# Brief:
No pictures should be carried over. Output all other parts of the entries verbatim.
•••••
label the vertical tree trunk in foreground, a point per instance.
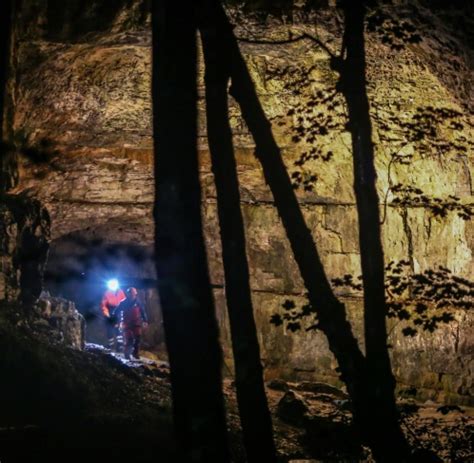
(253, 408)
(381, 416)
(5, 34)
(331, 313)
(183, 280)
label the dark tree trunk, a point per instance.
(381, 415)
(5, 34)
(331, 313)
(253, 408)
(183, 281)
•••••
# Answer to the problem:
label the vertical tree trunk in foreground, a point per instance.
(253, 408)
(381, 416)
(5, 34)
(331, 313)
(183, 280)
label the dark tree trunk, a point per instance.
(381, 415)
(5, 34)
(331, 313)
(253, 408)
(183, 281)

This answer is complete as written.